Problem requirements: Locate "In this exercise you will find the alligator front" in the records below, then copy its line and every following line exactly, without the pictures.

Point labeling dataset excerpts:
________________

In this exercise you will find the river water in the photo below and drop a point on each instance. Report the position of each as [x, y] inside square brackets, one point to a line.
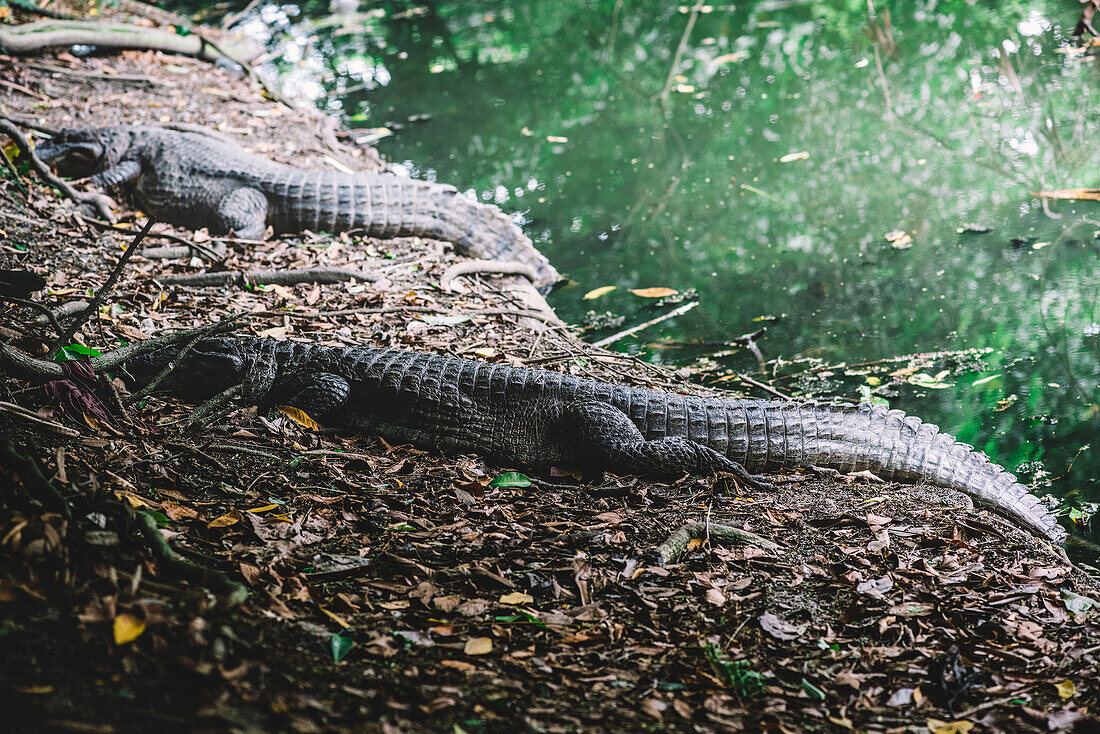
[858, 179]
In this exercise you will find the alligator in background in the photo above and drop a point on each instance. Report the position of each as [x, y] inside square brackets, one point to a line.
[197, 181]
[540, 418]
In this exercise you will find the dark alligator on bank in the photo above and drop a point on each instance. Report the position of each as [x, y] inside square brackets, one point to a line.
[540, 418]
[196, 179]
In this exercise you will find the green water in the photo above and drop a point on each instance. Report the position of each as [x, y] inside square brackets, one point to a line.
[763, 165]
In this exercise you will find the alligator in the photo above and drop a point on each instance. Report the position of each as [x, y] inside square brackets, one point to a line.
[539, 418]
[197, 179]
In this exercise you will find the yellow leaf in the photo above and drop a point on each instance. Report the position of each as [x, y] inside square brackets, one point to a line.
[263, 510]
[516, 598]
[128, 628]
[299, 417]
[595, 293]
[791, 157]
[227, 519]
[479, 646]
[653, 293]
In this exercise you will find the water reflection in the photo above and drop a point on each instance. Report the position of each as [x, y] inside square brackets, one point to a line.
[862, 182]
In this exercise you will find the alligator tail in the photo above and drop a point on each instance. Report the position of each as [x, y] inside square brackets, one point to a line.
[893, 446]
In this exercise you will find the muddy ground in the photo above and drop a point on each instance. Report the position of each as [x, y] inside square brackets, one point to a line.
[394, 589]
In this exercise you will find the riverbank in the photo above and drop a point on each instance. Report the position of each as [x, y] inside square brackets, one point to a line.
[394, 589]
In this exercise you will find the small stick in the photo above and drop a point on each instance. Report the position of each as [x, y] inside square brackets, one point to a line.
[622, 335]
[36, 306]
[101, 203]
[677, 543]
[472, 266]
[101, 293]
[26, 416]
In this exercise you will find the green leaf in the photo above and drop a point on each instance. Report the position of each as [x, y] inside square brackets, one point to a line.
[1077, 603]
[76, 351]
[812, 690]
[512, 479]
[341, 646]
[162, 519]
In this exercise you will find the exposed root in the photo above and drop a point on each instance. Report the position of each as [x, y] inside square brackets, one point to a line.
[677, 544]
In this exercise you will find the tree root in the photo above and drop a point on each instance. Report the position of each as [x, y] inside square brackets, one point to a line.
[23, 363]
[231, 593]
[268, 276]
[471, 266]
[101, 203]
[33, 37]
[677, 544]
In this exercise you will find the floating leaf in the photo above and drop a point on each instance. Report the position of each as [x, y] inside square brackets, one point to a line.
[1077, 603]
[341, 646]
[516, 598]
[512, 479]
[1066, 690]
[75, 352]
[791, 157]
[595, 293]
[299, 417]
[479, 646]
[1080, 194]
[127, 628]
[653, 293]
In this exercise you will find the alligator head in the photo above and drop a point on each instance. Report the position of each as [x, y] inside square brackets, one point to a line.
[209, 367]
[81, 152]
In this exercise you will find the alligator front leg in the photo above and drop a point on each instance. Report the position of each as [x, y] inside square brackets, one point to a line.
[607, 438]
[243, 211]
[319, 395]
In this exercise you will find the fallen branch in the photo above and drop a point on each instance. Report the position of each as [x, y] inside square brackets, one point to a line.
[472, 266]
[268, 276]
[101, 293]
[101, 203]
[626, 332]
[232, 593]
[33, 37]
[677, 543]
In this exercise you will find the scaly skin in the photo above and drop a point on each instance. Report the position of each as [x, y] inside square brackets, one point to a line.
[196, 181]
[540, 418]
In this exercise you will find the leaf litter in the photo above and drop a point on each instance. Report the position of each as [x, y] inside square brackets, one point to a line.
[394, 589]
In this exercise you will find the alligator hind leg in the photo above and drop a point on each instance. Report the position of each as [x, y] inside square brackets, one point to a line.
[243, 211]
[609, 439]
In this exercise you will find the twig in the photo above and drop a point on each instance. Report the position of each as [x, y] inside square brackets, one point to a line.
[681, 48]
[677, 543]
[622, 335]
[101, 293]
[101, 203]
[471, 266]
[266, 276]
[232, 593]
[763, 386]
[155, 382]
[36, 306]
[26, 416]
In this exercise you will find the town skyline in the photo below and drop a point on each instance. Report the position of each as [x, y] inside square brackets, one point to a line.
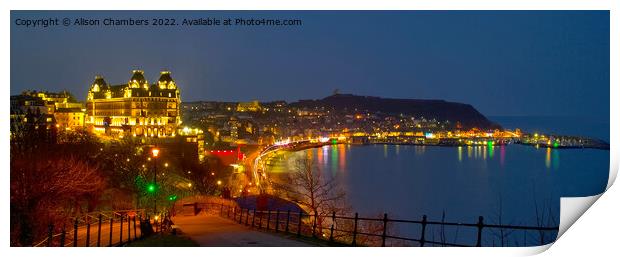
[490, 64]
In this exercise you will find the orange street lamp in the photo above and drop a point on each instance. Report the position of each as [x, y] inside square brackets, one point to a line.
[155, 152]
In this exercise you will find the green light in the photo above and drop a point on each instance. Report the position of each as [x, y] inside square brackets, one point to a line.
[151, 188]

________________

Written answer:
In this exercise you will find the alligator front leg in the photo above and drop a point on each instance. Report the position of each as [x, y] inside square brackets, one point to a line.
[607, 438]
[243, 211]
[319, 395]
In this exercise you will find the fallen branch in the photo above and drop a point on each instance. Report the position of each as [x, y] inside square brackets, one point to a line.
[472, 266]
[268, 276]
[101, 293]
[101, 203]
[626, 332]
[232, 593]
[33, 37]
[677, 543]
In this exercise you will find the scaly skin in the photo above and drop a point on each instance. Report the position of each as [x, y] inside square brackets, one point to a line.
[196, 181]
[540, 418]
In this exercise you will find the leaf litter in the photo above and drop a point on each instance. Report the position of each as [x, y] inside square brackets, one point to a line.
[394, 589]
In this exercise you will find the alligator hind leg in the photo above and drop a point on each instance. Report the position of each as [x, y] inside square brackets, one point to a line.
[243, 211]
[609, 439]
In this exercise you will find the twig in the photo above and drop a point on each instance. Report the position of each as [x, y] inside square brackets, one point to a line.
[681, 48]
[677, 543]
[622, 335]
[101, 293]
[101, 203]
[471, 266]
[266, 276]
[232, 593]
[763, 386]
[155, 382]
[36, 306]
[26, 416]
In this exercise you will find the town skyline in the photo below and drop a point on each instance. Report the position of each as [x, y] inside square brackets, one point to a line.
[490, 64]
In this exercise you will find the orange street lamp in the photo above and drop a point on each instance. Report the position of each as [x, y] inside square brackets, one point to a line.
[155, 152]
In this exercise you will find the green light in the photo above and drop a point on each instance. Report the position of each as [x, y] inside square brackets, one point to a line.
[151, 188]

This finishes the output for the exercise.